### DATA FOR THIS TASK ###

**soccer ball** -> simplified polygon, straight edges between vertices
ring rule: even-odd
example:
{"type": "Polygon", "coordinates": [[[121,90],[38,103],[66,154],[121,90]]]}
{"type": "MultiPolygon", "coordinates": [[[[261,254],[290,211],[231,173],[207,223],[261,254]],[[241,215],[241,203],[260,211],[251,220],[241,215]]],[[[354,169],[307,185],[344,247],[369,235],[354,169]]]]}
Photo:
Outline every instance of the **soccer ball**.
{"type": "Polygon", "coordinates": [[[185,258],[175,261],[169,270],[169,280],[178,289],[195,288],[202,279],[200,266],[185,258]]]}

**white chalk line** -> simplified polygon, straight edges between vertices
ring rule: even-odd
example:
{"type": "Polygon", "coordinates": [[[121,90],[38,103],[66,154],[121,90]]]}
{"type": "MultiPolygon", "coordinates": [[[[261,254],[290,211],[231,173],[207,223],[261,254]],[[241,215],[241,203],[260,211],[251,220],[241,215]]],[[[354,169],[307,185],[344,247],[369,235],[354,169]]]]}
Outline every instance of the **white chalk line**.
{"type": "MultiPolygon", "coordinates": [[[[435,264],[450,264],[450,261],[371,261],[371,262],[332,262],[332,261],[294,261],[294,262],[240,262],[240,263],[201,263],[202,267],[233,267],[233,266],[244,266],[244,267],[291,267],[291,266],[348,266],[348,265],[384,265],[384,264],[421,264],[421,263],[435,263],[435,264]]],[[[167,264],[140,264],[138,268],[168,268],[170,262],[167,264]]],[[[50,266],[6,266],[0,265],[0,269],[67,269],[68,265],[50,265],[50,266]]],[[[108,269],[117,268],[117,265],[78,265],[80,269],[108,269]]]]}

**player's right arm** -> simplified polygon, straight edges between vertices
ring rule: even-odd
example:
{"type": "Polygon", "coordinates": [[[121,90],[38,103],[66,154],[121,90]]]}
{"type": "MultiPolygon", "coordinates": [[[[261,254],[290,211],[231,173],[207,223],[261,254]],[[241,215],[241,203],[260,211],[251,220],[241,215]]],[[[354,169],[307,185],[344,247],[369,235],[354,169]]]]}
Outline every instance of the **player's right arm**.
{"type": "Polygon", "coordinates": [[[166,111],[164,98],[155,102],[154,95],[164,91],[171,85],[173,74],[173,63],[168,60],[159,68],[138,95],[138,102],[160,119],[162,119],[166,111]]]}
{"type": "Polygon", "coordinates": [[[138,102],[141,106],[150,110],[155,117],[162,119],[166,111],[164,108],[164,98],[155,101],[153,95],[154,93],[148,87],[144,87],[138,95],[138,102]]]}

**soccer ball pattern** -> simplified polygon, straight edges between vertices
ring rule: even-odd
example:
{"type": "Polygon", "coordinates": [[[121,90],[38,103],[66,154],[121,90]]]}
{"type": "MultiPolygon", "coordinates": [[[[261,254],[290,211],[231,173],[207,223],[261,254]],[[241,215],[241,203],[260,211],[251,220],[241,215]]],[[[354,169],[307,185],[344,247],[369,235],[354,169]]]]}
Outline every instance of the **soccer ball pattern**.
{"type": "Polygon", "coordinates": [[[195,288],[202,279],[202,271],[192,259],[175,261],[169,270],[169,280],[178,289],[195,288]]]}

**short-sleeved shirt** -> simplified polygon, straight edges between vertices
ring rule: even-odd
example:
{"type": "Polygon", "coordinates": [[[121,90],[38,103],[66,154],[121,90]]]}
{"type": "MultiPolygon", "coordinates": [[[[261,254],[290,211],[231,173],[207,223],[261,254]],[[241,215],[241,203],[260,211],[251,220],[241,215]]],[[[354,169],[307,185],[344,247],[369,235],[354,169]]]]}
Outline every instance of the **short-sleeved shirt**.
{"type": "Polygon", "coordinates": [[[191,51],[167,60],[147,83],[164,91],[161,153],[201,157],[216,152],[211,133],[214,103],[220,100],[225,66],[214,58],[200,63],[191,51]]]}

###

WHAT TO PRODUCE — How many lines in the items above contain the string "right"? Reply with the number alone.

RESPONSE TO THIS EXERCISE — 2